YOUR ASSIGNMENT
A word-for-word restatement of the data is what is needed.

(Natural language region descriptions)
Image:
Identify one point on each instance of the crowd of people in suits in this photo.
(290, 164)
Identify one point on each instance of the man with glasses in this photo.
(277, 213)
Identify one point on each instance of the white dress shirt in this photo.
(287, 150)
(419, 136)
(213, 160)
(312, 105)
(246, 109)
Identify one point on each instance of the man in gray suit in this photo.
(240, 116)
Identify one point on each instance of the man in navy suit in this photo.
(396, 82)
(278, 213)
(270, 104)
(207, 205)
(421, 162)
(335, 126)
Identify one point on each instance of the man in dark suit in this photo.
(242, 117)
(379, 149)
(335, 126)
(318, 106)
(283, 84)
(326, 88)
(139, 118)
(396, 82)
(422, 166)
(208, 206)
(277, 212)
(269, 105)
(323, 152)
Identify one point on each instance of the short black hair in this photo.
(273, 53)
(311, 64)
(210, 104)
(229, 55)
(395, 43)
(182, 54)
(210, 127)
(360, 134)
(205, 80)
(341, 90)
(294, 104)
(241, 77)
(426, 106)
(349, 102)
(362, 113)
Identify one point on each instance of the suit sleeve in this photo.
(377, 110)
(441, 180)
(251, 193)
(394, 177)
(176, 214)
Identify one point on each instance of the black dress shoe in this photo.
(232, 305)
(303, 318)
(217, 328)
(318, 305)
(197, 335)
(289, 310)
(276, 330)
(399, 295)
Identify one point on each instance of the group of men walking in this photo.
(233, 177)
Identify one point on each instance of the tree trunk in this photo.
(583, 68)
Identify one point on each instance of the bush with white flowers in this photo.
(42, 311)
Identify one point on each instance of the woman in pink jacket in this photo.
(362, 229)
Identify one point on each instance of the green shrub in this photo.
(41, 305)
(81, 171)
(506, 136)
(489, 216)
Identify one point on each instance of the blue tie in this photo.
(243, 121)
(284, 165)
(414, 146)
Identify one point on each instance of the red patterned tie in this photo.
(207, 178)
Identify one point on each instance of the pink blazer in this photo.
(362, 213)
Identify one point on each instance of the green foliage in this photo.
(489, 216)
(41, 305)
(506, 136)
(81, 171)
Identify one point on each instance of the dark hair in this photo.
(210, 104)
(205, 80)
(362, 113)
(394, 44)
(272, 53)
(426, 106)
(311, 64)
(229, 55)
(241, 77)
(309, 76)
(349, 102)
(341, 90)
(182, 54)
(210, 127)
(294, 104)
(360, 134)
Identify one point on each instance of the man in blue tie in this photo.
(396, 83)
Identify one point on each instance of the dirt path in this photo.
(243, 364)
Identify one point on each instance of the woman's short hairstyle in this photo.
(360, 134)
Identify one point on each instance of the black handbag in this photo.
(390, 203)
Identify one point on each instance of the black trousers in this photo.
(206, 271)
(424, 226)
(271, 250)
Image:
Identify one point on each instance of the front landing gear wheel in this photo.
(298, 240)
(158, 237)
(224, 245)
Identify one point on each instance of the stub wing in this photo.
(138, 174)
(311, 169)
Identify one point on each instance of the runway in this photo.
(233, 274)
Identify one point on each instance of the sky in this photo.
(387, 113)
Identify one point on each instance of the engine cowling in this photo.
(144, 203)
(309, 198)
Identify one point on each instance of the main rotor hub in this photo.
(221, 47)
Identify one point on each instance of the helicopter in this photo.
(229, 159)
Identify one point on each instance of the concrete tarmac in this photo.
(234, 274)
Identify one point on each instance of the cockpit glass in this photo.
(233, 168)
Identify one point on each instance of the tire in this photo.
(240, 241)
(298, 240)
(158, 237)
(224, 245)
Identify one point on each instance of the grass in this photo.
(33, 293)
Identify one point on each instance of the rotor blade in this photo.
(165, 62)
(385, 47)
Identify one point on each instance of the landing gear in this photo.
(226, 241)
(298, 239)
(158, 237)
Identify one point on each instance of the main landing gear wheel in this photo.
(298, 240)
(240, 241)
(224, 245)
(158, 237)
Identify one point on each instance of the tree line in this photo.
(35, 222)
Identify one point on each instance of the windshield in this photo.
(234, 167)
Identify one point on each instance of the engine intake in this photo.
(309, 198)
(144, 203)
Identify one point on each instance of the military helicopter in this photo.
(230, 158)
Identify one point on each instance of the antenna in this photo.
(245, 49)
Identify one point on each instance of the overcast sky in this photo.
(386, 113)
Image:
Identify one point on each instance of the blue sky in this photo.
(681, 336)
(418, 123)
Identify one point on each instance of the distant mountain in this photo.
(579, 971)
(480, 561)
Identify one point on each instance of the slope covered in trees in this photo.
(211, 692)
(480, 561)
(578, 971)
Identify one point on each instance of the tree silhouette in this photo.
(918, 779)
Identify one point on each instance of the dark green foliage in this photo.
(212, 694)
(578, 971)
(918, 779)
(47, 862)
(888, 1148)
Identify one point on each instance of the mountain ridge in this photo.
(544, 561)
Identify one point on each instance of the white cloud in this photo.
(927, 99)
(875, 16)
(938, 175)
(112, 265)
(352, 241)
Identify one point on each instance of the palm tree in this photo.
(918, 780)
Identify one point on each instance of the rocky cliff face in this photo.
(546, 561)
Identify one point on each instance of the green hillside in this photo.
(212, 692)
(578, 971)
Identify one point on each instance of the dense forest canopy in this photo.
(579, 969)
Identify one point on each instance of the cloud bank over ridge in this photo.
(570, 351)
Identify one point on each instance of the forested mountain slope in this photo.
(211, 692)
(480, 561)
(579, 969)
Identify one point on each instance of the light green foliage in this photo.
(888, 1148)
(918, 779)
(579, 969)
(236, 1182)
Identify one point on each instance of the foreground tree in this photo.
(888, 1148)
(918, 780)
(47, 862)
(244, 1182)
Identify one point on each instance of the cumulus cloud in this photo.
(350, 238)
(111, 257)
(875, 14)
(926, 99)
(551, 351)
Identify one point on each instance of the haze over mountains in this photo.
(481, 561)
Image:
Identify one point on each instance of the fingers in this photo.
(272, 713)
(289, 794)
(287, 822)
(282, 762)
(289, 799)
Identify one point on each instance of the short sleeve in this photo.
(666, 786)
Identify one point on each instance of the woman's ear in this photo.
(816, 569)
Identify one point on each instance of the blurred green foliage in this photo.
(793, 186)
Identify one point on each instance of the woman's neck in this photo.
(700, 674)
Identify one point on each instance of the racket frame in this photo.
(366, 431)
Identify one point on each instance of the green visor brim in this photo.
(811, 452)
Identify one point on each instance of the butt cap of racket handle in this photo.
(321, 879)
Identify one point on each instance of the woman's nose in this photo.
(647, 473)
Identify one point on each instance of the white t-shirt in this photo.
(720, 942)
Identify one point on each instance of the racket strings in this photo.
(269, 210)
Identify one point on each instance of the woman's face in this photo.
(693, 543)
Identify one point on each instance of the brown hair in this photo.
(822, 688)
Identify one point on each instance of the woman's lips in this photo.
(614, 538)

RESULT BELOW
Image:
Identify one point on each instance of the crowd of people in suits in this photo.
(290, 164)
Identify one point on each instance of the man with glasses in this photo.
(277, 213)
Identify one point on each instance of the white dress shirt in this photo.
(287, 150)
(419, 136)
(213, 160)
(312, 105)
(246, 109)
Identify one point on each instance of the man in gray suit in this photo.
(240, 116)
Identify one point on each instance of the man in navy suit in this photo.
(396, 82)
(278, 213)
(270, 104)
(207, 205)
(421, 162)
(335, 126)
Identify one point on each instance of the man in dark suit in this photo.
(242, 117)
(379, 149)
(335, 126)
(318, 106)
(283, 84)
(326, 88)
(139, 118)
(396, 82)
(422, 166)
(208, 206)
(277, 212)
(269, 105)
(323, 152)
Identify one point on each instance of the short black hair in this photo.
(273, 53)
(311, 64)
(210, 104)
(229, 55)
(395, 43)
(182, 54)
(210, 127)
(360, 134)
(205, 80)
(341, 90)
(294, 104)
(241, 77)
(426, 106)
(349, 102)
(362, 113)
Identify one point on each instance of the suit sleeve in this photo.
(377, 110)
(441, 180)
(251, 193)
(394, 177)
(176, 214)
Identify one point on each instance of the black dress shoe in this photo.
(232, 305)
(303, 318)
(217, 328)
(318, 305)
(197, 335)
(289, 310)
(276, 330)
(399, 295)
Identify one point on each instance of the group of men walking in this photo.
(233, 177)
Identify one point on each instance of the tree trunk in this photo.
(583, 68)
Identify one point on each instance of the bush with white flowers in this photo.
(42, 311)
Identify one point on each instance of the woman in pink jacket in this photo.
(362, 229)
Identify one point on each instance of the green shrub in this photo.
(41, 305)
(81, 171)
(506, 136)
(489, 216)
Identify one point on each instance of the blue tie in this photo.
(243, 121)
(284, 165)
(414, 146)
Identify one point on each instance of the red patterned tie in this photo.
(207, 178)
Identify one point on each instance of the pink blazer in this photo.
(362, 213)
Identify one point on each instance of the green foliage in this photo.
(489, 216)
(41, 305)
(506, 136)
(81, 171)
Identify one point on each instance of the dark hair in this photo.
(210, 104)
(205, 80)
(362, 113)
(394, 44)
(272, 53)
(426, 106)
(311, 64)
(229, 55)
(241, 77)
(309, 76)
(349, 102)
(341, 90)
(182, 54)
(210, 127)
(294, 104)
(360, 134)
Identify one point on each instance of the man in blue tie in this photo.
(396, 83)
Identify one point on each instance of the dirt path in this photo.
(243, 364)
Identify one point on each instance of the woman's short hairstyle in this photo.
(360, 134)
Identify one point on each instance of the black handbag in this photo.
(390, 203)
Identify one point on each instance of the black trousers in this photo.
(206, 271)
(424, 226)
(271, 250)
Image:
Identify one point on each instance of the front landing gear wheel in this photo.
(298, 240)
(158, 237)
(224, 245)
Identify one point on each instance of the stub wing in this photo.
(138, 174)
(311, 169)
Identify one point on each instance of the runway in this photo.
(233, 274)
Identify one point on each instance of the sky in this photo.
(387, 113)
Identify one point on each instance of the engine cowling in this photo.
(144, 203)
(309, 198)
Identify one point on each instance of the main rotor hub in this photo.
(221, 47)
Identify one point on each instance of the helicopter in this photo.
(229, 159)
Identify one point on each instance of the concrete tarmac in this photo.
(234, 274)
Identify one point on each instance of the cockpit glass in this photo.
(233, 168)
Identify one point on each instance of the tire in this photo.
(240, 241)
(298, 240)
(158, 237)
(224, 245)
Identify one point on each instance of the grass in this photo.
(33, 293)
Identify one point on each instance of the rotor blade in this photo.
(165, 62)
(385, 47)
Identify one point on each instance of the landing gear in this photo.
(226, 241)
(298, 239)
(158, 237)
Identify one point on each instance of the main landing gear wheel in this photo.
(298, 240)
(240, 241)
(224, 245)
(158, 237)
Identify one point on each instance of the tree line in this photo.
(35, 222)
Identify one point on each instance of the windshield in this photo.
(234, 167)
Identify one point on each instance of the engine intake in this photo.
(309, 198)
(144, 203)
Identify one point on each instance of the military helicopter in this photo.
(230, 158)
Identify one point on each instance of the antenna in this photo.
(245, 49)
Identify one point on each instance of the overcast sky in this photo.
(386, 113)
Image:
Identify one point on each instance of the blue sky in this photo.
(681, 336)
(418, 123)
Identify one point on each instance of the distant mountain in this photo.
(579, 971)
(480, 561)
Identify one point on each instance of the slope covered in trees in this photo.
(211, 692)
(480, 561)
(578, 971)
Identify one point on each instance of the tree silhouette in this photo.
(918, 779)
Identify one point on each instance of the dark green foliage in this photo.
(212, 694)
(578, 971)
(918, 779)
(47, 862)
(888, 1148)
Identify one point on each instance of the mountain ridge in this photo.
(544, 561)
Identify one point on each instance of the white cloud in this photo.
(927, 99)
(875, 16)
(938, 175)
(112, 265)
(352, 241)
Identify one point on each instance of the palm tree in this photo.
(918, 780)
Identify one point on each instance of the rocky cliff face in this photo.
(546, 561)
Identify one point on each instance of the green hillside in this photo.
(212, 692)
(578, 971)
Identify one point on each instance of the dense forest canopy in this photo.
(579, 969)
Identify one point on each instance of the cloud bank over ridge in this photo.
(570, 351)
Identify one point on each instance of the forested mountain slope in this photo.
(211, 692)
(480, 561)
(579, 969)
Identify one point on each instance of the light green foliage in this photo.
(888, 1148)
(918, 779)
(579, 969)
(236, 1182)
Identify one point on each instance of the foreground tree in this photo.
(888, 1148)
(918, 780)
(47, 862)
(244, 1182)
Identify one point on each instance of the cumulus cloud in this photo.
(350, 238)
(111, 257)
(875, 14)
(926, 99)
(551, 351)
Identify one point on each instance of the haze over mountains in this photo.
(481, 561)
Image:
Identify one point on each instance of the fingers in this photo.
(272, 713)
(289, 794)
(287, 822)
(282, 762)
(289, 799)
Identify one point on each instance of the short sleeve in this photo.
(666, 786)
Identify one point on each instance of the woman's ear in this photo.
(816, 569)
Identify one point on each instance of the blurred green foliage in this photo.
(793, 186)
Identify one point on each instance of the woman's neck in this photo.
(700, 674)
Identify one point on each instance of the racket frame in this photo.
(366, 431)
Identify one point on each instance of the green visor brim in this photo.
(811, 452)
Identify one point on each instance of the butt cap of racket handle in this photo.
(321, 879)
Identify one point on each instance of the woman's nose in this photo.
(647, 473)
Identify one point on each instance of the white t-shirt in this photo.
(720, 942)
Identify one point on each instance of the racket strings in this photo.
(269, 210)
Identify one point on each instance of the woman's face in this photo.
(693, 543)
Identify one point on each instance of the brown hair in this photo.
(822, 688)
Identify one point on each instance of the woman's lips in this photo.
(614, 538)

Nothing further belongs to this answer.